# [EXERCISE PROMPT]
Copy out the data below. Leave nothing out and alter nothing.

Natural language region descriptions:
# # # # # # #
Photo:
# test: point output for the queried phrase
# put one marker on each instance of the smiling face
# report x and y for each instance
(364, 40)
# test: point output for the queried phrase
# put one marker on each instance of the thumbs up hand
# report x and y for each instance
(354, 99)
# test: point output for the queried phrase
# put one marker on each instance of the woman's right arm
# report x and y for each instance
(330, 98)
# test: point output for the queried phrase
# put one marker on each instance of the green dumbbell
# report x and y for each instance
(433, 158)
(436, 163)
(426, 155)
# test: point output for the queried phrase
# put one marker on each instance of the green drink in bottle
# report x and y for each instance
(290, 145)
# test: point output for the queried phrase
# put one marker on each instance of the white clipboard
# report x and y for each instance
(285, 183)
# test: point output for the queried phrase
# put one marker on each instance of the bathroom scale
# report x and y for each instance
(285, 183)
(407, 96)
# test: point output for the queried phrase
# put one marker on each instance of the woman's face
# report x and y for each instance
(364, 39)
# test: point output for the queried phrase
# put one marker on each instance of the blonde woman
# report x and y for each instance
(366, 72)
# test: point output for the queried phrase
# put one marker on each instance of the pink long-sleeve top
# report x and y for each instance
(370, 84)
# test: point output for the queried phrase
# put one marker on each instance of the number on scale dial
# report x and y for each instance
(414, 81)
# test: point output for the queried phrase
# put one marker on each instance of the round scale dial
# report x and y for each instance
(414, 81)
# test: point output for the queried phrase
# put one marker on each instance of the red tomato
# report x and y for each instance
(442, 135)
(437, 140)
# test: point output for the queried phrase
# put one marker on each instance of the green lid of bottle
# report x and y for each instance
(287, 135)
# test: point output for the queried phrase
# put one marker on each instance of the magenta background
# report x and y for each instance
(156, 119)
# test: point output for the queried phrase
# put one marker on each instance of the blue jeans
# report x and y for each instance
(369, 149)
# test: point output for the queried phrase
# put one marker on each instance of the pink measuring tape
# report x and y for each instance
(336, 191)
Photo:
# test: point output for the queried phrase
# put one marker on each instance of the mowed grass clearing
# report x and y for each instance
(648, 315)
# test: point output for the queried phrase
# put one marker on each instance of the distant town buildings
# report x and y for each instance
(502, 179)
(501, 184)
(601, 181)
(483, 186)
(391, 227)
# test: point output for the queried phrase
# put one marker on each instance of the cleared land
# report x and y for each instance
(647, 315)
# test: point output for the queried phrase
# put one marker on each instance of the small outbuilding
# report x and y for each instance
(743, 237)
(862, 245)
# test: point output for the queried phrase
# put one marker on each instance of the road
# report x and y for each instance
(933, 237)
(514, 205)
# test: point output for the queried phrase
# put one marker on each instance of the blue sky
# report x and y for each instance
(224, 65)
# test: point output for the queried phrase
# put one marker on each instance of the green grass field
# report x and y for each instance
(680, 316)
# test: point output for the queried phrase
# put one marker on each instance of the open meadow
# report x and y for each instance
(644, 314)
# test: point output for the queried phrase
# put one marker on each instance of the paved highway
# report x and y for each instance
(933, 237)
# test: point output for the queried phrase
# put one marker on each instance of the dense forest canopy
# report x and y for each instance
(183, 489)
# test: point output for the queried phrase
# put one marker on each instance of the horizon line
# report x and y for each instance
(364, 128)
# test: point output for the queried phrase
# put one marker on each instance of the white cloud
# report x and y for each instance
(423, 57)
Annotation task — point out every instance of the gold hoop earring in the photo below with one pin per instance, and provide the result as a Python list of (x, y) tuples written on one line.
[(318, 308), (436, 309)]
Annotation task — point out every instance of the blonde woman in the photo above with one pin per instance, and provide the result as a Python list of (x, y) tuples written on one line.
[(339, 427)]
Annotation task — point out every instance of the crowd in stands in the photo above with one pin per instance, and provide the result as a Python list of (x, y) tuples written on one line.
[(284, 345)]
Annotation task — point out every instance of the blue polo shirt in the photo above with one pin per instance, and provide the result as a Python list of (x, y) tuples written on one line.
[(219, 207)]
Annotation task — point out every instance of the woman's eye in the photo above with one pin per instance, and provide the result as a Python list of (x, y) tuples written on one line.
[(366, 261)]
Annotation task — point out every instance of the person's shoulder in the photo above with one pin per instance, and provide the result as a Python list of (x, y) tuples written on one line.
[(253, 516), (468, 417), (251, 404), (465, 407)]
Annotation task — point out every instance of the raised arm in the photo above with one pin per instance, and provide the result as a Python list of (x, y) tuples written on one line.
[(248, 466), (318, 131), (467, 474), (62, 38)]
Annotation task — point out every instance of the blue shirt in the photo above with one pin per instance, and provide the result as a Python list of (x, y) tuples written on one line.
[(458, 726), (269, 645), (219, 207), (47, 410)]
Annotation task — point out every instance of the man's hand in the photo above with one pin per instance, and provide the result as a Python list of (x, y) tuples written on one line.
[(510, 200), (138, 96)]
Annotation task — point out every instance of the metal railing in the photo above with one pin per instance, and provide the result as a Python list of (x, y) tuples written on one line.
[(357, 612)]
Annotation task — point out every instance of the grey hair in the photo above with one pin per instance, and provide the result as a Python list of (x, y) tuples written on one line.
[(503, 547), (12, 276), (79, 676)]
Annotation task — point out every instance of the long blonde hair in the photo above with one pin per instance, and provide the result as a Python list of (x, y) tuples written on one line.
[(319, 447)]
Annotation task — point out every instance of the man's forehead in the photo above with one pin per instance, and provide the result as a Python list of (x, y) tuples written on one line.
# # # # # # #
# [RESULT]
Photo:
# test: point output for the queried phrase
# put one marker on each instance of the smiling face
# report x and y for each instance
(364, 40)
# test: point output for the queried phrase
# put one marker on each instance of the thumbs up hand
# report x and y for each instance
(354, 99)
# test: point output for the queried phrase
# put one marker on each instance of the woman's right arm
# report x and y for each instance
(330, 98)
# test: point output for the queried phrase
# put one marker on each instance of the green dumbbell
# report x and y for each instance
(433, 158)
(436, 163)
(426, 155)
# test: point output for the queried phrase
# put one marker on each instance of the green drink in bottle
# report x and y for each instance
(290, 145)
# test: point output for the queried phrase
# put one marker on each instance of the white clipboard
# report x and y for each instance
(285, 183)
# test: point output for the queried phrase
# put one marker on each instance of the bathroom scale
# report x and y for each instance
(285, 183)
(407, 96)
# test: point output for the queried phrase
# put one marker on each instance of the woman's face
# report x and y for each instance
(364, 39)
# test: point output for the queried phrase
# put one marker on each instance of the blonde woman
# report x and y for each instance
(366, 72)
# test: point output for the queried phrase
# put one marker on each instance of the pink long-sleeve top
# report x and y for each instance
(370, 84)
# test: point output for the queried phrase
# put one marker on each instance of the number on scale dial
# report x and y for each instance
(414, 81)
# test: point output for the queried phrase
# put one marker on each instance of the round scale dial
# report x and y for each instance
(414, 81)
# test: point output for the queried phrase
# put one marker on each instance of the red tomato
# report x and y for each instance
(442, 135)
(437, 140)
# test: point output for the queried phrase
# put one marker on each instance of the green lid of bottle
# report x and y for each instance
(287, 135)
# test: point output for the queried phrase
# put one marker on each instance of the magenta background
# report x and y for each instance
(156, 119)
# test: point output for the queried phrase
# put one marker on each instance of the blue jeans
# report x and y for each instance
(369, 149)
# test: point output for the queried phrase
# put one marker on each instance of the pink measuring tape
# report x and y for each instance
(336, 191)
Photo:
# test: point output for the queried phrase
# put one marker on each instance of the mowed grass clearing
# report x and y for each instance
(648, 315)
# test: point output for the queried phrase
# put one marker on each instance of the distant town buildings
# report x and y for each instance
(502, 179)
(501, 184)
(601, 181)
(483, 186)
(391, 227)
# test: point output for the queried phrase
# put one marker on each instance of the cleared land
# report x and y for each instance
(647, 315)
# test: point output for the queried phrase
# put one marker on each instance of the small outbuilding
# report x and y for each instance
(743, 237)
(862, 245)
# test: point output for the queried phrase
# put one marker on each instance of the road
# report x and y for each instance
(933, 237)
(514, 205)
# test: point output for the queried phrase
# put one marker on each instance of the blue sky
# report x and y for each instance
(224, 65)
# test: point output for the queried phrase
# put one marker on each instance of the green grass field
# report x and y for each instance
(680, 316)
# test: point output for the queried phrase
# put one marker on each instance of the open meadow
# report x and y for each instance
(644, 314)
# test: point output for the queried phrase
# put one marker on each instance of the paved highway
# report x and y for each instance
(933, 237)
# test: point output for the queried phrase
# put one marker on each instance of the dense forest canopy
# report x and y for each instance
(183, 489)
# test: point output for the queried phrase
# put one marker on each instance of the horizon line
# report x and y for each instance
(364, 128)
# test: point output for the queried phrase
# put one marker on each instance of the white cloud
# report x and y for each instance
(423, 57)
Annotation task — point out every instance of the gold hoop earring in the photo below with one pin per instance, and provide the result as a Python list of (x, y) tuples written on one line.
[(318, 308), (436, 309)]
Annotation task — point out every instance of the blonde woman in the photo above with one pin per instance, and provide the result as a Python list of (x, y) tuples written on one line.
[(339, 427)]
Annotation task — point out every instance of the crowd in stands in the photo above with one pin per instance, and provide the result as a Python list of (x, y) tuples written on one line.
[(284, 345)]
Annotation task — point out every instance of the blue polo shirt in the photo above with one pin per instance, and provide the result as a Python list of (x, y) tuples written on one line.
[(219, 207)]
Annotation task — point out every instance of the woman's eye in the photo above with one pin per instance, and provide the result as a Python list of (x, y) tuples written on one line.
[(366, 261)]
Annotation task — point out every instance of the person's shoulder in the photo above with one pin per instance, and provide the result as a Python list of (x, y) tuples written on one line.
[(253, 516), (468, 417), (251, 404), (465, 407)]
Annotation task — point out every instance of the raised arm in the photo above with one pin per instance, and provide the result as a Python list of (x, y) tuples written on one line.
[(248, 466), (318, 131), (467, 474), (62, 38)]
Annotation task — point out every instance of the blue shirt in the photo above with one pin per instance, and provide the result as a Python list of (x, y) tuples written on one line.
[(458, 726), (269, 645), (219, 207), (47, 410)]
Annotation task — point out every instance of the man's hand in the photo above with one pin per instance, and provide the result as a Python list of (x, y) tuples written on one line.
[(510, 200), (138, 96)]
Annotation task — point out every instance of the metal railing in the photo above with one pin per instance, and provide the result as a Python list of (x, y) tuples written on one line.
[(357, 612)]
Annotation task — point out every instance of the grey hair in the photo above with one pin per instance, and provide the result as a Python list of (x, y) tuples written on one line.
[(503, 547), (12, 276), (79, 676)]
Annotation task — point out every instance of the long blonde hair in the photo above with one pin per instance, and provide the result as a Python list of (x, y) tuples written on one line.
[(319, 447)]
Annotation task — point out every instance of the man's forehead in the photo above with one pin per instance, and provide the result as a Python list of (x, y) tuples written on one line.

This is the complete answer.